GIVEN PASSAGE Start Marker
Thicke wrote and produced the album with Pro Jay, and delivers a great mix of seductive songs that are bound to get temperatures rising.
From the top, Thicke’s sultry voice sets the scene with the slow jam “All Tied Up.” But before you can get too comfortable in a dreamy state, he swiftly takes you back to the 1960s with the Motown-sounding “An Angel On Each Arm” — a track Stevie Wonder would be proud of.
The album’s only collaboration features old friend Lil Wayne. “Pretty Lil’ Heart” is their third song together, but this time Thicke’s voice is the main focus. Wayne starts the track off with a syrupy flow over the piano and drums before Thicke takes full control. The rhythmic verses are smooth, and his voice is strongest when he sings the chorus: “Baby, you got me, don’t worry your pretty little heart.” This one is definitely classic old-school R&B.
At 20 tracks on the deluxe edition, there are some minor exhausting moments, and there’s not a song that touches Thicke’s classic “Lost Without You.”
But overall, “Love After War” is still a must buy.
—Bianca Roach, Associated Press
CANDI STATON
Album: “Who’s Hurting Now?” (Forced Exposure)
Grade: B
Alabama-born R&B belter Candi Staton earned her “First Lady of Southern Soul” sobriquet in the early 1970s, recording for Rick Hall’s Fame Studios, and she scored one big pop hit with “Young Hearts Run Free” in 1976. After decades singing gospel, she made a pop comeback with 2006’s “His Hands,” recorded for Britain’s Honest Jon’s label. “Who’s Hurting Now?,” a follow-up produced by Lambchop’s Mark Nevers, includes songwriting contributions from ’60s song scribe Dan Penn, alt-country singer Mary Gauthier and indie changeling Bonnie Prince Billy, aka Will Oldham, who also wrote the title track of “His Hands.” The uniformly strong set of raspy-voiced soul was issued in the United Kingdom in 2009, but unavailable in the United States until this month. Standout cuts include Staton’s quietly searing reading of Gauthier’s “Mercy Now” and the rough-cut “Lonely Don’t” — cowritten by Vancouver, Wash., bus driver Connie Knapp — which concludes that one is better off with one’s own company than that of a drunken, good-for-nothing man.
—Dan DeLuca, Philadelphia Inquirer
KENNY VAUGHAN
Album: “V” (Sugar Hill)
Grade: A
Kenny Vaughan has been the guitar slinger in Marty Stuart’s Fabulous Superlatives for 10 years, and the Colorado native has been an in-demand accompanist since he hit Nashville in the late 1980s.
“V” is Vaughan’s first solo album, and it’s, well, superlative. A brisk and varied set of originals, it blends impressive instrumental mastery with down-to-earth charm.
Backed by the Fabulous Superlatives, including Stuart, Vaughan starts off appropriately with the rollicking honky- tonk of “Country Music Got a Hold on Me.” From there, he dives into Western swing with “Hot Like That,” goes hangdog for the mandolin- accented lament “Lillie Mae,” channels Buck Owens with the propulsive twang of “Stay Out of My Dreams,” gets funky with the Oak Ridge Boys on a trip to “Okolona, Tennessee,” and closes with the driving gospel of “Don’t Leave Home Without Jesus.”
Interspersed among these numbers are three atmospheric but wholly distinct instrumentals, which help round out the vibrant portrait of a sideman who has more than ably stepped to the front.
GIVEN PASSAGE End Marker
DATA FOR ANALYSIS Start Marker
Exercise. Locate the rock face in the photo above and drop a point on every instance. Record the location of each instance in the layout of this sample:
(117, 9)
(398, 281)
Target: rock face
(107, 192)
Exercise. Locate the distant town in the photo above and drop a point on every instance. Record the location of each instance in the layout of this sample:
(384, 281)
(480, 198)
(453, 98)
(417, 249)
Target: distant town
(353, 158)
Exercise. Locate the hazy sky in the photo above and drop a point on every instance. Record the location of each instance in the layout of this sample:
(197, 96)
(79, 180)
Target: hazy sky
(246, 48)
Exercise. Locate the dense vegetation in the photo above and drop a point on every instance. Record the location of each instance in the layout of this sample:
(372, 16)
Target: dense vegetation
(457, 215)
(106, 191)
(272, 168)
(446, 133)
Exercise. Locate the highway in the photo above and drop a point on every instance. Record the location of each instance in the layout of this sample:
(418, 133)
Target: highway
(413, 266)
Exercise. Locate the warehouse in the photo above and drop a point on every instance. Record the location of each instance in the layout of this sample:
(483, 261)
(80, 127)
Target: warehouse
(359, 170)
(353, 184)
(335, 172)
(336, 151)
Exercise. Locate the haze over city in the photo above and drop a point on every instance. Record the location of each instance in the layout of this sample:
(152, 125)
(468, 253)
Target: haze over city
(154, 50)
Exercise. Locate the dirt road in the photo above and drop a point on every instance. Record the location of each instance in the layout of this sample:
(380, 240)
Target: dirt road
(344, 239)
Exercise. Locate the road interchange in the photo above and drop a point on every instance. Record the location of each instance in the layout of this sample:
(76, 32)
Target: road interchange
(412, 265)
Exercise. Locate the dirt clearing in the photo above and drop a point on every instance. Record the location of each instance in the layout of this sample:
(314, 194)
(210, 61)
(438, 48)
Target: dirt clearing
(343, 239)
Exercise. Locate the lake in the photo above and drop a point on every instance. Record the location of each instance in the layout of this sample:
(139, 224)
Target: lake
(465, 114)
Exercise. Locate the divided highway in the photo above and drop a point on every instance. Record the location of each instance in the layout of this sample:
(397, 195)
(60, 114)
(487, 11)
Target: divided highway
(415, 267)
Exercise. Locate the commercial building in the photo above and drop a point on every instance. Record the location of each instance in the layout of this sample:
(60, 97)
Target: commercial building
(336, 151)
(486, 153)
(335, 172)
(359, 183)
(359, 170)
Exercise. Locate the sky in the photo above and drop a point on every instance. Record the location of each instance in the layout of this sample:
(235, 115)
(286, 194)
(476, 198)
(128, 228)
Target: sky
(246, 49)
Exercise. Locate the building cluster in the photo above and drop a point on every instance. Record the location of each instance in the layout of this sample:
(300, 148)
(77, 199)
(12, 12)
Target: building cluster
DATA FOR ANALYSIS End Marker
In the album reviews, who produced Candi Staton's "Who's Hurting Now?"

Lambchop's Mark Nevers produced it.